#### [Extrait choisi]
Tout cela est lent, puisque le mouvement paysan a commencé en juin 2020, mais on comprend bien qu’il faut du temps pour ébranler un continent de 600 millions de paysans et plus d’un milliard d’habitants, avec 28 États, 8 territoires, aux 3 000 castes, aux très nombreuses formes de pratiques religieuses, aux milliers de tribus, aux traditions et expériences probablement encore plus variées que celles du continent européen.

Par ailleurs, si la détermination du soulèvement ne décline pas et exerce ainsi une énorme pression sur les dirigeants des organisations paysannes, celles-ci n’étaient pas conçues pour avoir une politique de renversement de Modi et du système capitaliste même si certains de ses membres ont personnellement cet objectif. Ainsi le mouvement avance par a-coups, par la logique sociale de la prolétarisation paysanne et de sa détermination en réponse aux attaques gouvernementales qui le poussent, à chaque offensive de Modi, à s’engager toujours plus loin sur le chemin de cette logique.

Aujourd’hui, nous en sommes à un moment où le soulèvement paysan qui bénéficie d’un très large soutien des classes populaires essaie de se transformer peu à peu en soulèvement de l’ensemble de ces mêmes classes populaires.

Cette évolution qui suppose une énorme transformation des consciences, au moins des plus avancées, a commencé le 26 novembre 2020.

LES ÉTAPES DE LA TRANSFORMATION RÉCENTE DES CONSCIENCES

Le 26 novembre 2020 les directions syndicales ouvrières appuyés par la première coordination paysanne, l’AIKSCC, née elle-même d’une première révolte en 2017, ont organisé une grève nationale d’un jour qui avait fait descendre 250 millions de travailleurs dans la rue.

En général, les directions syndicales ouvrières s’arrêtent là, un journée d’action puis rien avant l’année suivante.

Mais là, le soulèvement paysan a saisi l’occasion pour appeler aussitôt à renouveler cette grève générale la semaine d’après, le 8 décembre, voire continuer plus loin encore s’il y en avait la possibilité.

Lorsque cette seconde journée de lutte nationale du 8 décembre a été passée, le gouvernement a espéré une pause, mais non, ça a été le contraire, le soulèvement paysan a profité de cet élan pour appeler aussitôt à marcher sur New Delhi la capitale montrant ainsi sa détermination à lui-même et à toute la population. Il a cristallisé ce moment d’alliance et de débordement des directions syndicales ouvrières, dans l’apparition d’une nouvelle coordination paysanne, le SKM (Front Uni Paysan) qui anime encore aujourd’hui le soulèvement, en synchronisation avec l’AIKSCC.

Lorsque le gouvernement a alors bloqué cette marche aux portes de Delhi par une armée de policiers, ni une ni deux, le soulèvement paysan n’a pas reculé, mais a installé des campements de plusieurs centaines de milliers de paysans aux portes autoroutières de New Delhi qui sont devenus le foyer de rencontre de tous les secteurs et professions en opposition à Modi et au système, le creuset organisateur de la convergence de toutes les luttes, ouvrant le soulèvement paysan, par ces lieux fréquentés de toutes les oppositions au régime, à toutes les questions sociétales, religions, castes, femmes, tribus, Intouchables, jeunes, écologie….

#### [Votre objectif]
Répondez à ces questions d'après l'extrait sur le soulèvement paysan ci-dessus :
1. Quand le mouvement paysan a-t-il commencé ?
2. Combien de travailleurs la grève nationale du 26 novembre 2020 a-t-elle fait descendre dans la rue ?
3. Quel nom porte la nouvelle coordination paysanne qui anime encore le soulèvement ?

Entrées de données
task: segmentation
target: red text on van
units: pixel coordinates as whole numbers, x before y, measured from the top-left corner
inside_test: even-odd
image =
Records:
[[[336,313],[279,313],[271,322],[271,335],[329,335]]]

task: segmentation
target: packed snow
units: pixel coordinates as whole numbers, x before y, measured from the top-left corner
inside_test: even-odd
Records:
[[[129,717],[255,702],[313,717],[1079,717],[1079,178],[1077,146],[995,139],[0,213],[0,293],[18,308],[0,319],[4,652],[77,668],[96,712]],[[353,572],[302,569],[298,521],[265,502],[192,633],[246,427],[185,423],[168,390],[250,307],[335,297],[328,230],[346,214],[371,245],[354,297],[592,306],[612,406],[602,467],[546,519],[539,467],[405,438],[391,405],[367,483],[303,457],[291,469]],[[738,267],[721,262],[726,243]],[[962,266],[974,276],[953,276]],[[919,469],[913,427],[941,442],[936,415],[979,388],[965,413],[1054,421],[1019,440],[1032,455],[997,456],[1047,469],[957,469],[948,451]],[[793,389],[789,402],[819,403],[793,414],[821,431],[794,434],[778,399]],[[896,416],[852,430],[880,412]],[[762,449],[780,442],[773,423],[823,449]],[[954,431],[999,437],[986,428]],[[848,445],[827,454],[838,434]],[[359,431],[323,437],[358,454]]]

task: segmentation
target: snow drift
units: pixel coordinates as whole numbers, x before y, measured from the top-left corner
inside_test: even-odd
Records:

* * *

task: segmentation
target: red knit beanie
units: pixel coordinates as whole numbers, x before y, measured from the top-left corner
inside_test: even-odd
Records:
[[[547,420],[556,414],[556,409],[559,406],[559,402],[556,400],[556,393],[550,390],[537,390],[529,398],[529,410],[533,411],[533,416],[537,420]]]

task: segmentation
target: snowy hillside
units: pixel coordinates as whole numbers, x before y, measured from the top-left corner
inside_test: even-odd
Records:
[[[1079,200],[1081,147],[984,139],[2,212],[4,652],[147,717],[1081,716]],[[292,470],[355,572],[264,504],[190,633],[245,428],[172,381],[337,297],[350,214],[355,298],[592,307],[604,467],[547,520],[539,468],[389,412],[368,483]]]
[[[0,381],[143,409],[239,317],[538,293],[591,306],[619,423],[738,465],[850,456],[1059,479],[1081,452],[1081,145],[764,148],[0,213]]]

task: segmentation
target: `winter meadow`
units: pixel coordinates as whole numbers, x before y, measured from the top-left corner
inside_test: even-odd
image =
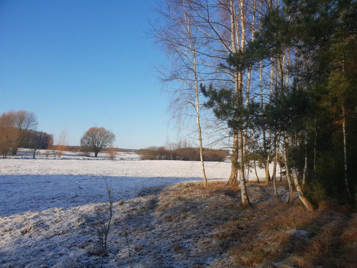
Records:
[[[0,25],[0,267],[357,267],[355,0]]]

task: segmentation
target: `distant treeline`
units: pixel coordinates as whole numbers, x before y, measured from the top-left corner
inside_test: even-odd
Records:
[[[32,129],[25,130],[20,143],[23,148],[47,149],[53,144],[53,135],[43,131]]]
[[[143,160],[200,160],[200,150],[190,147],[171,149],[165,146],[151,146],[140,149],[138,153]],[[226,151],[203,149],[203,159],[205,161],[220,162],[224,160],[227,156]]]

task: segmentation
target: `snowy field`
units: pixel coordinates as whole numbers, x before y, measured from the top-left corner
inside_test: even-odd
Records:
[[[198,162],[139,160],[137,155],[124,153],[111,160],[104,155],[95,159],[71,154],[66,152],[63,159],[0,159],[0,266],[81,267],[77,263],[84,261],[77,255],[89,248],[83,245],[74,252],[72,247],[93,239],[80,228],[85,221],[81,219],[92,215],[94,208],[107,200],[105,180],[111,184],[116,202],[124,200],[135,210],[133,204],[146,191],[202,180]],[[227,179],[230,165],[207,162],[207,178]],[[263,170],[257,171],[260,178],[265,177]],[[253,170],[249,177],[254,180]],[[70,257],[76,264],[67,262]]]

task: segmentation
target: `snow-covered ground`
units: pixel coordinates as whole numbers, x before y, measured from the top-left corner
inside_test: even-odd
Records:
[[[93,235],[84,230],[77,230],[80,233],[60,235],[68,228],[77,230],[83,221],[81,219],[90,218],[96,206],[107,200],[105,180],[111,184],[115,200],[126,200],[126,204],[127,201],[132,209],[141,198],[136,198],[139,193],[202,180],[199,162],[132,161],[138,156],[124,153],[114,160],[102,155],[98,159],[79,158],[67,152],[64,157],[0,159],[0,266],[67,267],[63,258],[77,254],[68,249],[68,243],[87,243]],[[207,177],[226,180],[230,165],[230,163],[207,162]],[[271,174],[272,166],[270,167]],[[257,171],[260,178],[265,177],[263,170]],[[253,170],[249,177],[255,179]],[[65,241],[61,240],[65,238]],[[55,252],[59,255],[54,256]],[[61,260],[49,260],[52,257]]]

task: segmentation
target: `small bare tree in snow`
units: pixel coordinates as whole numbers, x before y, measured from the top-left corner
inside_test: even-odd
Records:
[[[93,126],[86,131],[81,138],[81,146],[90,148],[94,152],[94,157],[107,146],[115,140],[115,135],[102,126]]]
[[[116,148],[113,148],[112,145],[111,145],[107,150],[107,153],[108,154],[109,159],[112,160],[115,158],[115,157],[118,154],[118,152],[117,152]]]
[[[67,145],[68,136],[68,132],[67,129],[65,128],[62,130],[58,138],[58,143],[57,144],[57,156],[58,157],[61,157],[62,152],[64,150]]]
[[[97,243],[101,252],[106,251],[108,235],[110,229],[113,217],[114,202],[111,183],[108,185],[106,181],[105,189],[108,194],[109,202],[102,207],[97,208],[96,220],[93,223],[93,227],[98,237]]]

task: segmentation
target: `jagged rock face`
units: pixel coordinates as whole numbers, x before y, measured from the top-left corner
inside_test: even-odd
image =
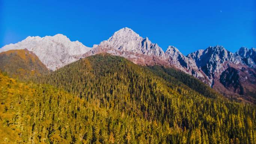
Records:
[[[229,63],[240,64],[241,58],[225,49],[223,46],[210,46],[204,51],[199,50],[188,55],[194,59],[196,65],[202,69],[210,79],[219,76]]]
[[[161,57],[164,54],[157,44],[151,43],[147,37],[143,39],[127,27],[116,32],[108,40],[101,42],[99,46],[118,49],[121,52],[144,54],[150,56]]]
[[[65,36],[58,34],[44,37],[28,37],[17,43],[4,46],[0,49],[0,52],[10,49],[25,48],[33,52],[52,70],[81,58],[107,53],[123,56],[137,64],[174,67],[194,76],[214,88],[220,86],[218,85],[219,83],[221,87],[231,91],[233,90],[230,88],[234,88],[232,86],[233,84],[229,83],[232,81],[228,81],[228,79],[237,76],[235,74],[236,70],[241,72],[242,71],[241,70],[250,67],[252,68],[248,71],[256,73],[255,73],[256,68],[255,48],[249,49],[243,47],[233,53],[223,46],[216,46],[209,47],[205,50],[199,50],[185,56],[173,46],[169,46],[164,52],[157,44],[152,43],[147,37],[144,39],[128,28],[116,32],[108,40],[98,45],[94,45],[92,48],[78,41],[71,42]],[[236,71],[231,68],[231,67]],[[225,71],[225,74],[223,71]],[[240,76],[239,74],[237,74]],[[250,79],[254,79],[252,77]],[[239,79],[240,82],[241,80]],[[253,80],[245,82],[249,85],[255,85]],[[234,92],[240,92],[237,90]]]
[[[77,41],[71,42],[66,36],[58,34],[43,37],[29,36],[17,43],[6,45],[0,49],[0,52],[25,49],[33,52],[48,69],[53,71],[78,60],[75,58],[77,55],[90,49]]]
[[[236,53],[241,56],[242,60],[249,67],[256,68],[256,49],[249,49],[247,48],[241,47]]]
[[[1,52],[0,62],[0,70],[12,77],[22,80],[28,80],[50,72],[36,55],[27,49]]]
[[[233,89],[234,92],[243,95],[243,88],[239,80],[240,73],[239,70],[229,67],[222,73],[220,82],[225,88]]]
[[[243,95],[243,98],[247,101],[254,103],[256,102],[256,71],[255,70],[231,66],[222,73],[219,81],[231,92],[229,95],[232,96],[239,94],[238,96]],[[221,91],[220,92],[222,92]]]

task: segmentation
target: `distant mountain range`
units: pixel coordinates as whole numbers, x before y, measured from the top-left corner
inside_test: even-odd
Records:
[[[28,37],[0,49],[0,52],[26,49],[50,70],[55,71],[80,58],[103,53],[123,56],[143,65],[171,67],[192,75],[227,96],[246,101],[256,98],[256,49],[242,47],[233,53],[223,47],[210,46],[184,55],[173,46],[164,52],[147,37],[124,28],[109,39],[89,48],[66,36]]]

#### [Exercice corrigé]
1. En juin 2020.
2. 250 millions.
3. Le SKM (Front Uni Paysan).